▶ _Consignes_
A - Recopiez le passage de l'arrêt qui s'ouvre sur les mots « 3. Se plaignant » et se termine par « entraîner la cassation. ».
B - Traduisez en anglais cette phrase de l'arrêt : « Les sociétés Kilowattsol, QBE et Top Bis ont été appelées en intervention. »
C - D'après l'arrêt, à quelle société Enfinity PV a-t-elle confié la conception et la construction des quatre centrales photovoltaïques ?

▶ _Arrêt_
.....
1. Selon l'arrêt attaqué (Aix-en-Provence, 13 janvier 2022, rectifié par arrêt du 24 novembre 2022), la société Enfinity PV a confié la conception et la construction de quatre centrales photovoltaïques en toiture de bâtiment à la société Enfinity France, assurée auprès de la société Axa France IARD (la société Axa), laquelle a sous-traité une partie des prestations aux sociétés Eden Energy et Energy Prod, assurées auprès des sociétés MMA IARD assurances et MMA IARD (les sociétés MMA).

2. La société Kilowattsol, investie par la société Enfinity PV d'une mission de conseil, a sous-traité l'assistance lors de la réception à la société Top Bis, ces deux sociétés étant assurées auprès de la société QBE europe venant aux droits de la société QBE Insurance Europe Limited (la société QBE).

3. Se plaignant de désordres et dysfonctionnements, la société Enfinity PV a, après expertise, assigné M. [T], pris en sa qualité de liquidateur judiciaire de la société Enfinity France, et les sociétés Axa et MMA en indemnisation de ses préjudices. Les sociétés Kilowattsol, QBE et Top Bis ont été appelées en intervention.

Examen des moyens

Sur les troisième, quatrième et sixième branches du premier moyen du pourvoi principal, le second moyen du pourvoi principal, les troisième et quatrième branches du moyen du pourvoi incident

4. En application de l'article 1014, alinéa 2, du code de procédure civile, il n'y a pas lieu de statuer par une décision spécialement motivée sur ces griefs qui ne sont manifestement pas de nature à entraîner la cassation.
.....
▶ _Entrées extraites_
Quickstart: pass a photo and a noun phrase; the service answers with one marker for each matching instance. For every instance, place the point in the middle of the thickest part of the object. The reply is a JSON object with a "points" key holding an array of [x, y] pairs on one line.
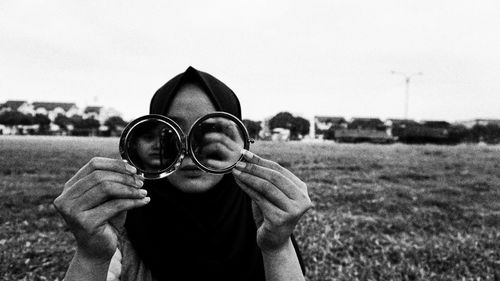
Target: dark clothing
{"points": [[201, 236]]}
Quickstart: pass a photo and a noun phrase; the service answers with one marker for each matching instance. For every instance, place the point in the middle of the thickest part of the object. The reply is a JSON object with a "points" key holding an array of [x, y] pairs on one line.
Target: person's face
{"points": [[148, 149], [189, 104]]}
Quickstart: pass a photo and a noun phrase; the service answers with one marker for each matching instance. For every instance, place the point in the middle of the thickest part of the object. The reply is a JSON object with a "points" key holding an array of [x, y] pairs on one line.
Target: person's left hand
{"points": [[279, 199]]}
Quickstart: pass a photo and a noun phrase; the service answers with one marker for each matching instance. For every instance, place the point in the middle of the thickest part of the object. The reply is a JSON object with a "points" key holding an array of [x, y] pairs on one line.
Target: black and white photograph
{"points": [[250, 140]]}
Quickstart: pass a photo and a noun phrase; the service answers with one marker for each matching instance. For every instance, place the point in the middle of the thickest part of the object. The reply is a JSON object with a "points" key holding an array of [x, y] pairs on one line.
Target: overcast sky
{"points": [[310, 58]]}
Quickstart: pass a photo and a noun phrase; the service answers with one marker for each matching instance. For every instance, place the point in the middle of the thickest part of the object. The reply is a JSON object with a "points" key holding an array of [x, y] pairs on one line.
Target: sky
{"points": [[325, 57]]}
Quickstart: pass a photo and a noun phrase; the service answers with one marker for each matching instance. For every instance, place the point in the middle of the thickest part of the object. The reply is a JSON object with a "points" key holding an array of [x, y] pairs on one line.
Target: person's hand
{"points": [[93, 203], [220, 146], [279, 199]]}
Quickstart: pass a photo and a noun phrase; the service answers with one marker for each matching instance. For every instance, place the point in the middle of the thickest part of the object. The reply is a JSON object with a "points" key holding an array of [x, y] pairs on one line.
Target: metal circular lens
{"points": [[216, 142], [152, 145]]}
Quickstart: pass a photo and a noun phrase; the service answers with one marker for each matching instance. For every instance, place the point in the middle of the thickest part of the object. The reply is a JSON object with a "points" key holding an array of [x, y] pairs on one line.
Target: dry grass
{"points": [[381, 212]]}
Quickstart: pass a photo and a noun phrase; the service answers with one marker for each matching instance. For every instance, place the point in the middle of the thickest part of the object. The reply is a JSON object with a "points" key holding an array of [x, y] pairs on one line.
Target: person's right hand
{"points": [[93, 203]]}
.....
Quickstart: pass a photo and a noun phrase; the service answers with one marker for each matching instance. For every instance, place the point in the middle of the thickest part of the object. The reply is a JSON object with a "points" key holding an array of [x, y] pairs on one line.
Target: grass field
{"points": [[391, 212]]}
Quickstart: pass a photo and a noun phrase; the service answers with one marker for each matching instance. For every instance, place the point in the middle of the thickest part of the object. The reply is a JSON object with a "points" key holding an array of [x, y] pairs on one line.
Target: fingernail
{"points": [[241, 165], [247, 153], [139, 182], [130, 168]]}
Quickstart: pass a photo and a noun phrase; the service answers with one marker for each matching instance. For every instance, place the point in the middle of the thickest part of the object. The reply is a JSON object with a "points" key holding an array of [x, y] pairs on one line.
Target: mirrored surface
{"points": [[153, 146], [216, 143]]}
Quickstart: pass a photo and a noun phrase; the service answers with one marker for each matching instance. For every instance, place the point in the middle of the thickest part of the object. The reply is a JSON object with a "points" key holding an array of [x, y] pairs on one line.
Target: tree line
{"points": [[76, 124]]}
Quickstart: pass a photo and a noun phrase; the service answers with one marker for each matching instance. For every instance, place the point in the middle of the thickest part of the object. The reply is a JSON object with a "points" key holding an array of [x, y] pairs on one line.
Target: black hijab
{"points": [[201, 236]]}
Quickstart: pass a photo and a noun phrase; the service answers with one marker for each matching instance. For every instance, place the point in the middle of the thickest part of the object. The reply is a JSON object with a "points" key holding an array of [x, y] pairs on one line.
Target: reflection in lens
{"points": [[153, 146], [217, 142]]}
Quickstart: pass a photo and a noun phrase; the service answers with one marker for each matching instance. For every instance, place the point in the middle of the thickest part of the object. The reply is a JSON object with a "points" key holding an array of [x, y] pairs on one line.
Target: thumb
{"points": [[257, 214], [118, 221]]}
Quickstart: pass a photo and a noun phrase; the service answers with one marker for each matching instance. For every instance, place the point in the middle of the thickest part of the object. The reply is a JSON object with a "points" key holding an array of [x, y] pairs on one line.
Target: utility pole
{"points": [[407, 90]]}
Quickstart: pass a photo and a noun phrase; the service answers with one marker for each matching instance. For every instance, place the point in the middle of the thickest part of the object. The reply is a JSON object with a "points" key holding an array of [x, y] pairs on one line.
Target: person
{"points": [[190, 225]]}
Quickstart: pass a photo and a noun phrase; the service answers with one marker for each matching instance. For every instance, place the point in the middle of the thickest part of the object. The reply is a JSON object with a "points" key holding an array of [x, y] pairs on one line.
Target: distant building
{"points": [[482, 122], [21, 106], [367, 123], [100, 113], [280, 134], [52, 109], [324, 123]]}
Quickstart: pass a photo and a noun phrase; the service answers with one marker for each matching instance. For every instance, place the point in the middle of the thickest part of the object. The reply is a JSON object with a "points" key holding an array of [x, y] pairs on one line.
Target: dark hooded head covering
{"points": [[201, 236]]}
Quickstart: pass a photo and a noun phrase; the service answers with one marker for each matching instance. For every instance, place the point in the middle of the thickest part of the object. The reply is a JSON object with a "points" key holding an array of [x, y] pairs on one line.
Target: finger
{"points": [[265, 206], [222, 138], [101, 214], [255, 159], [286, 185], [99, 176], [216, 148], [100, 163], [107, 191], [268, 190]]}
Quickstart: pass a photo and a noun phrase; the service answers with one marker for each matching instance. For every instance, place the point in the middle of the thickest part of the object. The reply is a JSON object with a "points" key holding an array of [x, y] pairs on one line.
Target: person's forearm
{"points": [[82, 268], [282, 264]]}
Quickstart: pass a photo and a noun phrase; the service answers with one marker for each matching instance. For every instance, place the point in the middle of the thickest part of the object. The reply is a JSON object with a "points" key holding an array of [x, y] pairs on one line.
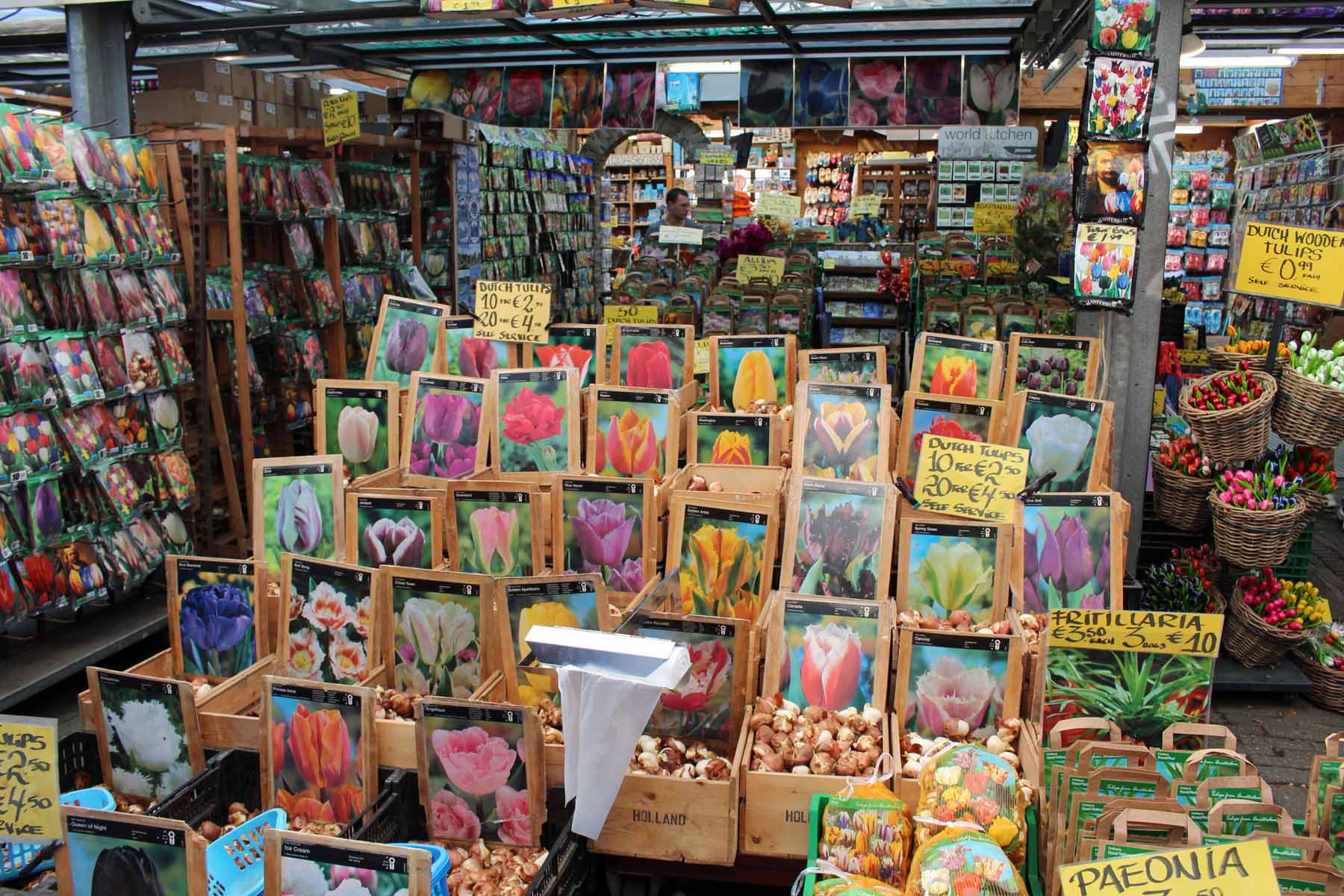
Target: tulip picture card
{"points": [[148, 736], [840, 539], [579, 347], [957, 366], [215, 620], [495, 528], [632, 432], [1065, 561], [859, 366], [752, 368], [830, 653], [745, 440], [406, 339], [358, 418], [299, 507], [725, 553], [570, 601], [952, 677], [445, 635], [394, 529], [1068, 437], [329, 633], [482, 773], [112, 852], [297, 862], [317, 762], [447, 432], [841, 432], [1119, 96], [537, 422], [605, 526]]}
.....
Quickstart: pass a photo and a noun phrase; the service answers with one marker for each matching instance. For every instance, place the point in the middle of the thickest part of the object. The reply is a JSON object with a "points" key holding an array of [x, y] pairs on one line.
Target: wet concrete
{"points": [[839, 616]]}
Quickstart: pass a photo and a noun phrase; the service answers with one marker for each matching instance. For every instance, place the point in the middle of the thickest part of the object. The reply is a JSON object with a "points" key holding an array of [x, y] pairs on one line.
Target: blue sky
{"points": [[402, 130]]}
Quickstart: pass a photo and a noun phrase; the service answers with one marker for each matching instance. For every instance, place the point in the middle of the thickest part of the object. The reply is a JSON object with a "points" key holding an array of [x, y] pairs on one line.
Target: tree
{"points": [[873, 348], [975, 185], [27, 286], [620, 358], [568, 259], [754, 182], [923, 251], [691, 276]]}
.....
▶ _Réponses par consigne_
A -
3. Se plaignant de désordres et dysfonctionnements, la société Enfinity PV a, après expertise, assigné M. [T], pris en sa qualité de liquidateur judiciaire de la société Enfinity France, et les sociétés Axa et MMA en indemnisation de ses préjudices. Les sociétés Kilowattsol, QBE et Top Bis ont été appelées en intervention.

Examen des moyens

Sur les troisième, quatrième et sixième branches du premier moyen du pourvoi principal, le second moyen du pourvoi principal, les troisième et quatrième branches du moyen du pourvoi incident

4. En application de l'article 1014, alinéa 2, du code de procédure civile, il n'y a pas lieu de statuer par une décision spécialement motivée sur ces griefs qui ne sont manifestement pas de nature à entraîner la cassation.

B - Kilowattsol, QBE and Top Bis were joined to the proceedings.

C - À la société Enfinity France.